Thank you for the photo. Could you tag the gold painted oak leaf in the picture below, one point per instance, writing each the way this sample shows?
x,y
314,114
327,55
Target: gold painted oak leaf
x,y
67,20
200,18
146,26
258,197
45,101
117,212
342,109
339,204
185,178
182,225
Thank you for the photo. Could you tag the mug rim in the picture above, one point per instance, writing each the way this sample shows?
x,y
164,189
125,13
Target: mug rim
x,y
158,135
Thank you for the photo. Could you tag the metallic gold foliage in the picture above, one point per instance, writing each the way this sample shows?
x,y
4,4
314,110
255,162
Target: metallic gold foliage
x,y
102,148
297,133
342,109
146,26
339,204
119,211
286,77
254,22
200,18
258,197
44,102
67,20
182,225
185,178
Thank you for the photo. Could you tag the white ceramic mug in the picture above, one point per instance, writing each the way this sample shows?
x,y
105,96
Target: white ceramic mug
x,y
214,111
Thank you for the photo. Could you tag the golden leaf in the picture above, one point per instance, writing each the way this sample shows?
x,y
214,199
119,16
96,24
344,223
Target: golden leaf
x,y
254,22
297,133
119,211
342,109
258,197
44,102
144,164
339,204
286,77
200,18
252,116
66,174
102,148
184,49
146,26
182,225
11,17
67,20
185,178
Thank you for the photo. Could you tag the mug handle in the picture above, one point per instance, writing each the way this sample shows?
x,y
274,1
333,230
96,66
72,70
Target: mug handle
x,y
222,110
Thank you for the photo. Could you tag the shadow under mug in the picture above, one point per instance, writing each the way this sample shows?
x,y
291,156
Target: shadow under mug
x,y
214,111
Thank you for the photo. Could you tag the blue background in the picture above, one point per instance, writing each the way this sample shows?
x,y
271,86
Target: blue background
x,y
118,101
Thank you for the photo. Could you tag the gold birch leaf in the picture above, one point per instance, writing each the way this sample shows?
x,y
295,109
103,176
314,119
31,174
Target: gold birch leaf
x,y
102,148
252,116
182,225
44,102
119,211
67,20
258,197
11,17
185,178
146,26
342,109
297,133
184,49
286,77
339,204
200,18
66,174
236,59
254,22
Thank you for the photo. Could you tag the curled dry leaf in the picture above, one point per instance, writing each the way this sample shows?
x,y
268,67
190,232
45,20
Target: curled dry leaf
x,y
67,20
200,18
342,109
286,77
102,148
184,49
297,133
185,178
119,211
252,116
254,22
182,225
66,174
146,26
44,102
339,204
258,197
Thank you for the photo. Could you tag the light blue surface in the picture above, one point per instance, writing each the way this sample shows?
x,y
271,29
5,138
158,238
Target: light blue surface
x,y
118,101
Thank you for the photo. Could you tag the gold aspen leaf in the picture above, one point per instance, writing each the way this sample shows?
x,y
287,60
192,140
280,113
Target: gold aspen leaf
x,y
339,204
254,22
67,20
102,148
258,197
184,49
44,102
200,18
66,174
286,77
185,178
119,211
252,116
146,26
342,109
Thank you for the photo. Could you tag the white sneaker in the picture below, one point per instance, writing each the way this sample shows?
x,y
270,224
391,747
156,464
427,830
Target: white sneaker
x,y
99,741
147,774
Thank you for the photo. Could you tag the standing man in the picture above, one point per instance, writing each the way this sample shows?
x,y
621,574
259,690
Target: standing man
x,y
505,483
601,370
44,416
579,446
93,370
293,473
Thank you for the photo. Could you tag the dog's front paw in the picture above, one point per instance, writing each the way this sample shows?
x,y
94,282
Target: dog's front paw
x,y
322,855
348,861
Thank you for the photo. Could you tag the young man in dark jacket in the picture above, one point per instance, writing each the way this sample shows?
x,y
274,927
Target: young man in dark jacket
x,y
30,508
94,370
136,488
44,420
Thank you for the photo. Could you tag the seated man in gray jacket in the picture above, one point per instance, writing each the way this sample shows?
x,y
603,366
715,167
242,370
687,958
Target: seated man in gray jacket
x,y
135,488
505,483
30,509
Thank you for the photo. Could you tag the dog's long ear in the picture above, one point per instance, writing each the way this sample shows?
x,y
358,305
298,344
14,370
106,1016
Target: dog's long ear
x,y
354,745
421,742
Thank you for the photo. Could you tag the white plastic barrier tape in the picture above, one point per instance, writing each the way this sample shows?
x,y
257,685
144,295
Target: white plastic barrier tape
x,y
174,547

------------------------------------------------------------------------

SHORT TASK :: Render the lines of the items as a JSON list of strings, one string per line and no blank lines, starting at the line that contains "Thank you for the photo. Could you tag the young" and ending at the last line of the items.

CORRECT ANSWER ::
[
  "Thank you for the photo. Could you tag the young man in dark jacket in the picture above, one point per instance, writing each the way this sample shows?",
  "x,y",
  "274,927",
  "Target: young man in dark jacket",
  "x,y",
  "30,508",
  "94,370",
  "136,488",
  "44,420",
  "Thank you for the photo. Could you tag the seated man in gray jacket in the picture above, one point per instance, writing each the way this sample shows?",
  "x,y",
  "603,366",
  "715,167",
  "242,370",
  "687,958",
  "Target: seated man in gray jacket",
  "x,y",
  "135,488",
  "505,483",
  "30,509",
  "Thank you for the photo. Could you tag the dog's long ear in the picture above, one point per instance, writing each the way this sample shows?",
  "x,y",
  "358,305",
  "298,344",
  "14,370",
  "106,1016",
  "Target: dog's long ear",
  "x,y",
  "354,745",
  "421,742",
  "Thank you for the photo. Could you tag the white plastic barrier tape in the picture above, one point per instance, writing each the way this sample shows?",
  "x,y",
  "257,685",
  "144,295",
  "Target: white plastic barrier tape",
  "x,y",
  "174,547"
]